=== Extracted material ===

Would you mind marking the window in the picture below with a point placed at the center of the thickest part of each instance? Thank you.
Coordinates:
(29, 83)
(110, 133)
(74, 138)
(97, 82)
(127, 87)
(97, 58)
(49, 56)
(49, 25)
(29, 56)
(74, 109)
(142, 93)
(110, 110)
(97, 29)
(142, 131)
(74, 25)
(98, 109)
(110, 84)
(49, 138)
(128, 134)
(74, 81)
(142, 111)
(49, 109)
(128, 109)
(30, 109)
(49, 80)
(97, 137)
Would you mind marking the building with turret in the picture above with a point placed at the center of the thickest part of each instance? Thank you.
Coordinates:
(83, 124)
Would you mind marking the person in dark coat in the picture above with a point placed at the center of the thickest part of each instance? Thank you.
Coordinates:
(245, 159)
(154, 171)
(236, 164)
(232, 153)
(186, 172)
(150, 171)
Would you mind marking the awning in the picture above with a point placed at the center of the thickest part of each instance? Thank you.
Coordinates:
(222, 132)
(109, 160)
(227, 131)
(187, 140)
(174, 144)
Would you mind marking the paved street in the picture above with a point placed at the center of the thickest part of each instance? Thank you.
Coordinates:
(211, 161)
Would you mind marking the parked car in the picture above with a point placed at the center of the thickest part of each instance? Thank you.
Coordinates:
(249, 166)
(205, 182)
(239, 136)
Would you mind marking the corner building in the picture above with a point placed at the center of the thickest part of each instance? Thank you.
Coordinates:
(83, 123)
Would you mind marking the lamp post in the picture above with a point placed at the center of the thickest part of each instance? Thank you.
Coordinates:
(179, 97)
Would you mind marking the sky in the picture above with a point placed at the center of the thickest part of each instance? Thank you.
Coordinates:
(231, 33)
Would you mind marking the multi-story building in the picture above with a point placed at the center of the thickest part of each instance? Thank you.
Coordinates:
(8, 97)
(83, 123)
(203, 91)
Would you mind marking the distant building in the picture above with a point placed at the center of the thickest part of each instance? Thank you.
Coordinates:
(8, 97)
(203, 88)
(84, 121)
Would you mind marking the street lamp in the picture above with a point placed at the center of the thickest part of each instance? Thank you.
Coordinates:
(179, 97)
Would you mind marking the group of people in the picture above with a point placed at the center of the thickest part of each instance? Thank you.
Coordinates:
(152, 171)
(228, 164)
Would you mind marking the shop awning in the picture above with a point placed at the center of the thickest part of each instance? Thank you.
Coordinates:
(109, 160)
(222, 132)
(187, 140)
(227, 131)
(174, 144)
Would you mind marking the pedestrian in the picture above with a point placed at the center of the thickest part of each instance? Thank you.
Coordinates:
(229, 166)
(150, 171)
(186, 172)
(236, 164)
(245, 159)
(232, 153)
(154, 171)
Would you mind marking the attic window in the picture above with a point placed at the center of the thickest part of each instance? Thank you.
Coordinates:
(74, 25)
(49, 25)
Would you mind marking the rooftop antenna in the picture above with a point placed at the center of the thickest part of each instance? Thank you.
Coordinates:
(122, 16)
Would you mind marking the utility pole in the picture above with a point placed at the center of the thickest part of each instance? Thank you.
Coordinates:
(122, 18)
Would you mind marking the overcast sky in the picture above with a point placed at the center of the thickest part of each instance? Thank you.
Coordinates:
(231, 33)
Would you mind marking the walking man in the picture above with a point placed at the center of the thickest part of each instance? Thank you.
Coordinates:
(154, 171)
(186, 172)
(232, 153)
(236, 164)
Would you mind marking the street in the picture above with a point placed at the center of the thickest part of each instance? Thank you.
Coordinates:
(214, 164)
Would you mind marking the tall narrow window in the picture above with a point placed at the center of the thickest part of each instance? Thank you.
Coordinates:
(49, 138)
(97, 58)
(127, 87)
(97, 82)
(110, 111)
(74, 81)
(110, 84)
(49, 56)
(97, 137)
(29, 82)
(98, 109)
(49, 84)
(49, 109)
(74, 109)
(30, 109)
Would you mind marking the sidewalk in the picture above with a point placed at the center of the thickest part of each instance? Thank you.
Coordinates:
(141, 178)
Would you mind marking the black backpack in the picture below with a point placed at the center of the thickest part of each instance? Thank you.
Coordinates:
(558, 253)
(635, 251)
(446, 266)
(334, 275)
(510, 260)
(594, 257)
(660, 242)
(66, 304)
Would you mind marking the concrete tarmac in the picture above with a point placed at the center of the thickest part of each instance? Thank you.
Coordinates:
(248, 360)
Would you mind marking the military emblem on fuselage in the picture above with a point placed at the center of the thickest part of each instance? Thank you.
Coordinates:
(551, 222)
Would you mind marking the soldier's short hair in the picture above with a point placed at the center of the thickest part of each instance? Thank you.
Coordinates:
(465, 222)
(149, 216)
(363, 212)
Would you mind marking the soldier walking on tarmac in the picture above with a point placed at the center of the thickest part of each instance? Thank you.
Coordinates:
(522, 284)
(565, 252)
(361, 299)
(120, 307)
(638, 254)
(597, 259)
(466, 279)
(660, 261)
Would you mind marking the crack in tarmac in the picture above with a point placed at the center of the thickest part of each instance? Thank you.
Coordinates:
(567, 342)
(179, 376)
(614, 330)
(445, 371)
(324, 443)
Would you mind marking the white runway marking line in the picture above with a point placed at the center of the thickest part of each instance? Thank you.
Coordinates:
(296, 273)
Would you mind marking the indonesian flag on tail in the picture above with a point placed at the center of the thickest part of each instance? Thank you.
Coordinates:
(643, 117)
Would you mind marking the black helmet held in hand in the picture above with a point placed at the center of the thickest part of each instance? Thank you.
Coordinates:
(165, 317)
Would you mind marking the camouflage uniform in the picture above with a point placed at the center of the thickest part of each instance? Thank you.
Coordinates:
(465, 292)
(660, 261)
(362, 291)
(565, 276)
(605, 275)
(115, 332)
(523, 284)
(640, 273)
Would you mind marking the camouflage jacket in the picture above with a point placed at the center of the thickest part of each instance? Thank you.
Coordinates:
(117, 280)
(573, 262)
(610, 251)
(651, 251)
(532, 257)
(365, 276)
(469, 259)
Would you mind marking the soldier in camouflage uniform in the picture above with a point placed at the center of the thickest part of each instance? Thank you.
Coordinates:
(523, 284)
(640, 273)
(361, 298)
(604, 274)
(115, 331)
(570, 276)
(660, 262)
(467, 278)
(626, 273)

===

Exercise aim:
Reproduce unchanged the lines from the one containing "Would you mind marking the camouflage jacket" through the last line above.

Solution below:
Would you mind marking the camouflage jacket in the picture above with a point placed at the center of the thickest part of each instance? Thank you.
Coordinates:
(117, 280)
(573, 262)
(610, 251)
(651, 251)
(532, 257)
(365, 276)
(469, 259)
Would you mind marking the soldier in camouflage uniform in the picture above with a point placed at the center of the thickest part of each instance? Thank you.
Coordinates:
(523, 284)
(640, 273)
(361, 298)
(604, 274)
(115, 331)
(570, 276)
(660, 262)
(467, 278)
(626, 273)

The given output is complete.